§ **Фрагмент текста**:
::::::::

Михалыч, конечно же, переоценивал ситуацию -— мы не в регулярной российской армии. Никто нам ничего не даст. Оружия было мало: двадцать стволов на сорок пять человек в нашей роте. Мозгового отстранили от «военторга», так как он был не в «ДНР» и не в «ЛНР», и эта проблема была у нас во всех частях бригады. А пополнить боезапасы и вооружение можно только с помощью активных боевых действий. Но сейчас было «перемирие».
Там, где-то в тридцати километрах от нас, постоянно шла артиллерийская война. Мы же находились в тылу.
Я стал формировать группу и планировать дальнейшие действия. «Если нас хотя бы вооружат и дадут одну машину для передвижения, мы все остальное добудем остальное сами. Приедем в Вергулевку и с тамошними разведчиками сходим за линию фронта», — рассуждал я. «Там у укровояк возьмем все, что нам надо».
Я пошел в центр города, где стоял памятник советским воинам — самоходная артиллерийская установка времен ВОВ, где был бесплатный Wi-Fi. Принялся читать литературу по войсковой разведке, из чего пришел к выводу, что разведчиков у нас только в Алчевске две роты, а я тут собираю гоп-компанию.
Пришел в штаб и обратился к начальнику разведки штаба бригады. Это бывший офицер, лет тридцати пяти, участник боевых действий в Чечне, из Костромы, с позывным «Умар». Он был только назначен на эту должность и недавно прибыл из России.
— А не много ли у нас разведки, и есть ли необходимость в разведывательном отделении на базе танковой роты? — спросил я. С ним еще был мужчина, представительно выглядевшей, лет шестидесяти пяти: служил когда-то в Германии, в Советской Армии. Он сказал:
— Надо пойти разобраться к ним, заодно найдем там коман-дира контрразведки, который отказывается подчиняться. Мы не можем его найти уже какой день!

::::::::

§ **Записи**:
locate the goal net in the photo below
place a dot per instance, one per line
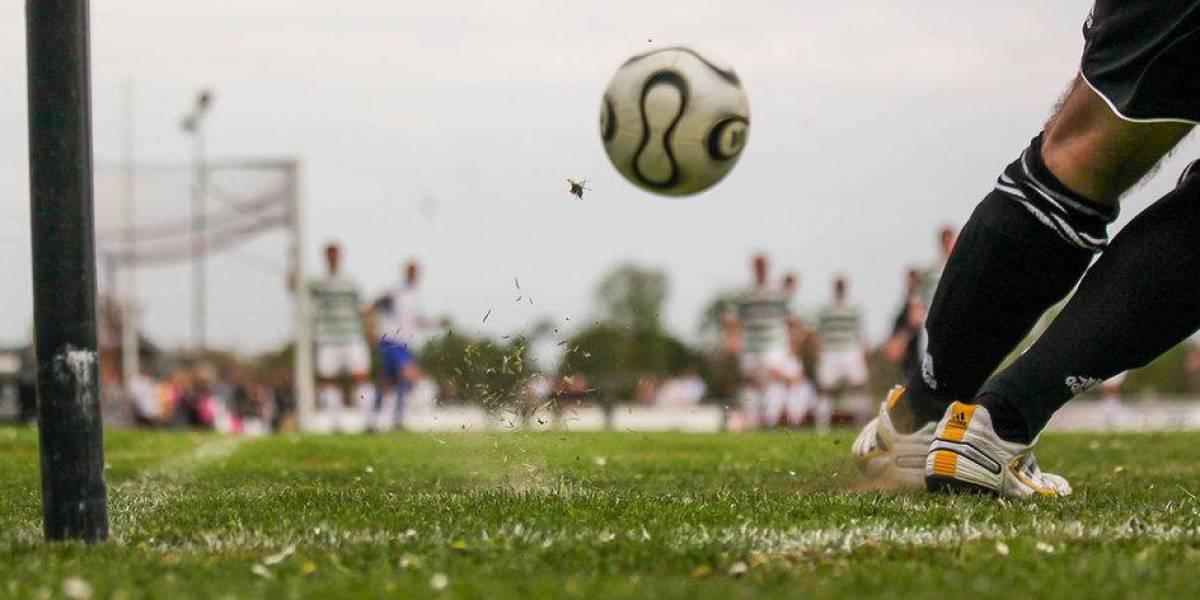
(199, 259)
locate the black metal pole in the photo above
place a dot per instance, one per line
(71, 439)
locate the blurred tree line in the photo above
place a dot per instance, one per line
(627, 343)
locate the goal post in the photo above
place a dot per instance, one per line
(75, 498)
(252, 205)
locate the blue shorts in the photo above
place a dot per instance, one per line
(396, 355)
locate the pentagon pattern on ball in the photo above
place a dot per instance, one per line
(675, 121)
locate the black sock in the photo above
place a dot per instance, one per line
(1139, 300)
(1024, 249)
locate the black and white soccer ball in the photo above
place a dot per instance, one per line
(675, 121)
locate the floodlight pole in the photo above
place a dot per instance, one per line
(71, 439)
(193, 125)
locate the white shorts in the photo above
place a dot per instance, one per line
(841, 367)
(342, 359)
(755, 366)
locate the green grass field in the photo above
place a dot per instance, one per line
(580, 515)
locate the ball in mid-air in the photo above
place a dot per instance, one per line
(675, 121)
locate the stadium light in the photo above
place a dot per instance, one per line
(71, 442)
(192, 125)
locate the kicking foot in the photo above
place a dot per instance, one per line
(892, 457)
(969, 456)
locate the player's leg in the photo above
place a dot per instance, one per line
(750, 391)
(1140, 299)
(774, 397)
(389, 393)
(364, 391)
(1027, 244)
(329, 390)
(798, 391)
(409, 376)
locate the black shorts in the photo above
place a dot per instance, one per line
(1144, 58)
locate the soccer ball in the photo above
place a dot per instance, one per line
(673, 121)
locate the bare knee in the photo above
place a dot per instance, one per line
(1097, 154)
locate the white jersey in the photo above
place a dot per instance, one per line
(763, 316)
(840, 327)
(399, 315)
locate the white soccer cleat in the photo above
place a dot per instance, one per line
(969, 456)
(892, 457)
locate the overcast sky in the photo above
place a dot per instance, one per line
(873, 124)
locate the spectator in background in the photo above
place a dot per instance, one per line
(148, 408)
(841, 365)
(687, 389)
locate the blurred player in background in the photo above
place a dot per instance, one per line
(801, 393)
(946, 239)
(841, 364)
(343, 359)
(396, 321)
(756, 330)
(903, 347)
(1031, 239)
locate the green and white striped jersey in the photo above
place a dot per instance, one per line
(763, 315)
(337, 311)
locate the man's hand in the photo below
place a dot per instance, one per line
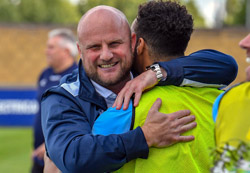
(49, 166)
(145, 80)
(162, 130)
(39, 152)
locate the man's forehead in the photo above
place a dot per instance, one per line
(101, 16)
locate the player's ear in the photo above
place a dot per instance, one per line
(140, 46)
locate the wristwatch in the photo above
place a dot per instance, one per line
(156, 68)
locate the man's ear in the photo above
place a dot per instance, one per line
(79, 49)
(140, 46)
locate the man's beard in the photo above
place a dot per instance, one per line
(95, 77)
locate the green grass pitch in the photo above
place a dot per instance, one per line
(15, 149)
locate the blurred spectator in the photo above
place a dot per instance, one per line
(231, 113)
(61, 53)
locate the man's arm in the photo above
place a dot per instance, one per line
(73, 148)
(202, 68)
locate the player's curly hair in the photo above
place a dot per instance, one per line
(166, 27)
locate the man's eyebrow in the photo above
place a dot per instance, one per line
(91, 45)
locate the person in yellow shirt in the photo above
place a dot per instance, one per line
(163, 30)
(231, 113)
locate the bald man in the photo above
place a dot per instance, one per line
(70, 110)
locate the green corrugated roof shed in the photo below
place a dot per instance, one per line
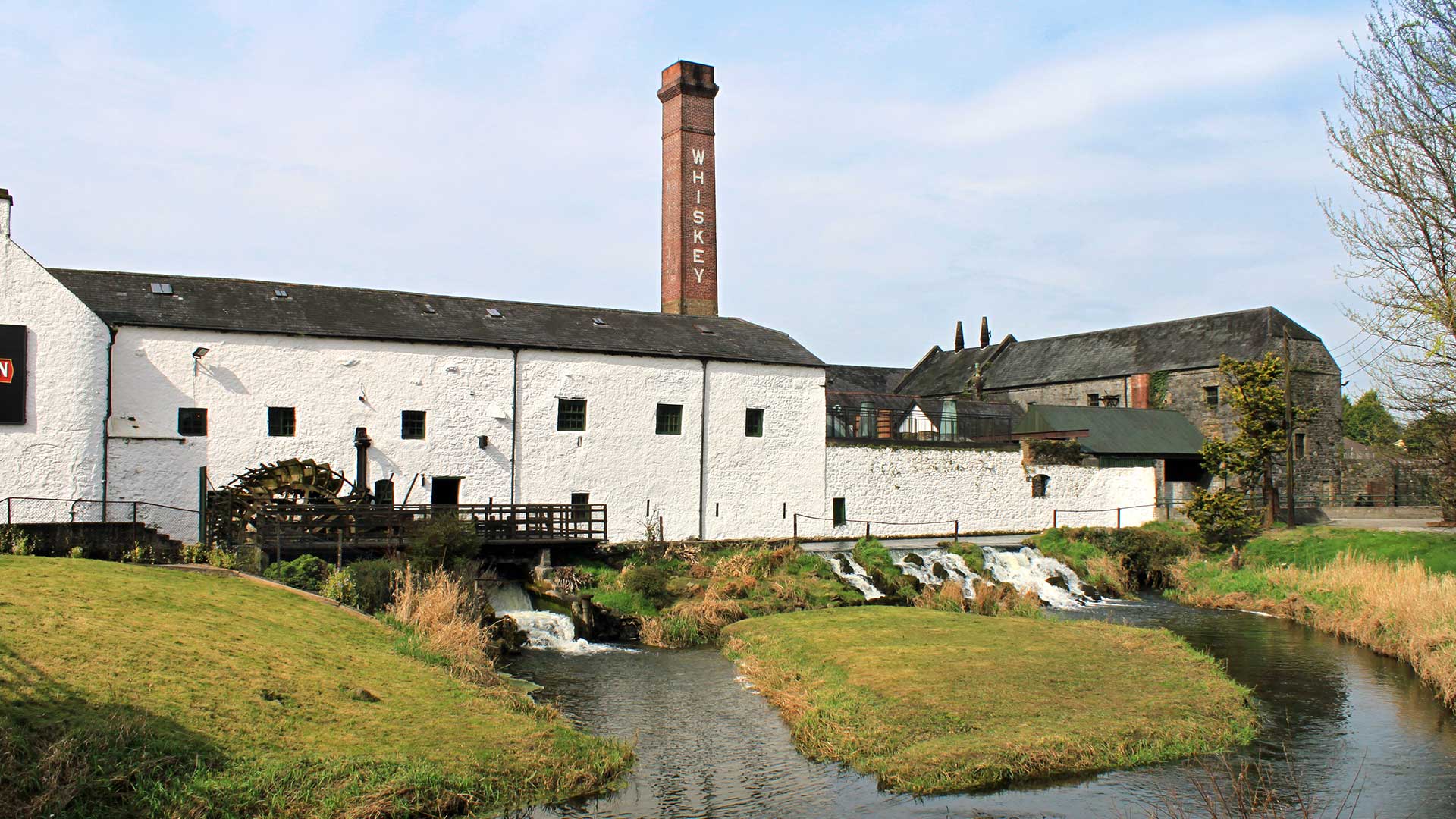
(1114, 430)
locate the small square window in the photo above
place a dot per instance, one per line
(193, 422)
(753, 423)
(1040, 484)
(413, 425)
(571, 414)
(669, 419)
(281, 422)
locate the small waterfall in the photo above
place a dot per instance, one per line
(934, 567)
(544, 630)
(852, 573)
(1028, 570)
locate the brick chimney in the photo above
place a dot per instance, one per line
(689, 191)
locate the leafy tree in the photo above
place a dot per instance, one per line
(1223, 519)
(1433, 438)
(1369, 422)
(1256, 391)
(1397, 142)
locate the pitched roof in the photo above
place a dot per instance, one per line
(239, 305)
(1116, 430)
(854, 378)
(1180, 344)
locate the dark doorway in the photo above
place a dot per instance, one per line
(444, 491)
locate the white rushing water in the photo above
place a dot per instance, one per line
(852, 573)
(544, 630)
(927, 561)
(1028, 570)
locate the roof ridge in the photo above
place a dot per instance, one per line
(1264, 309)
(271, 283)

::::::::

§ **Задание**:
Процитируйте слово в слово весь отрывок о сборе разведгруппы в бригаде. Отвечайте только по тексту.

§ **Готовый ответ**:
Михалыч, конечно же, переоценивал ситуацию -— мы не в регулярной российской армии. Никто нам ничего не даст. Оружия было мало: двадцать стволов на сорок пять человек в нашей роте. Мозгового отстранили от «военторга», так как он был не в «ДНР» и не в «ЛНР», и эта проблема была у нас во всех частях бригады. А пополнить боезапасы и вооружение можно только с помощью активных боевых действий. Но сейчас было «перемирие».
Там, где-то в тридцати километрах от нас, постоянно шла артиллерийская война. Мы же находились в тылу.
Я стал формировать группу и планировать дальнейшие действия. «Если нас хотя бы вооружат и дадут одну машину для передвижения, мы все остальное добудем остальное сами. Приедем в Вергулевку и с тамошними разведчиками сходим за линию фронта», — рассуждал я. «Там у укровояк возьмем все, что нам надо».
Я пошел в центр города, где стоял памятник советским воинам — самоходная артиллерийская установка времен ВОВ, где был бесплатный Wi-Fi. Принялся читать литературу по войсковой разведке, из чего пришел к выводу, что разведчиков у нас только в Алчевске две роты, а я тут собираю гоп-компанию.
Пришел в штаб и обратился к начальнику разведки штаба бригады. Это бывший офицер, лет тридцати пяти, участник боевых действий в Чечне, из Костромы, с позывным «Умар». Он был только назначен на эту должность и недавно прибыл из России.
— А не много ли у нас разведки, и есть ли необходимость в разведывательном отделении на базе танковой роты? — спросил я. С ним еще был мужчина, представительно выглядевшей, лет шестидесяти пяти: служил когда-то в Германии, в Советской Армии. Он сказал:
— Надо пойти разобраться к ним, заодно найдем там коман-дира контрразведки, который отказывается подчиняться. Мы не можем его найти уже какой день!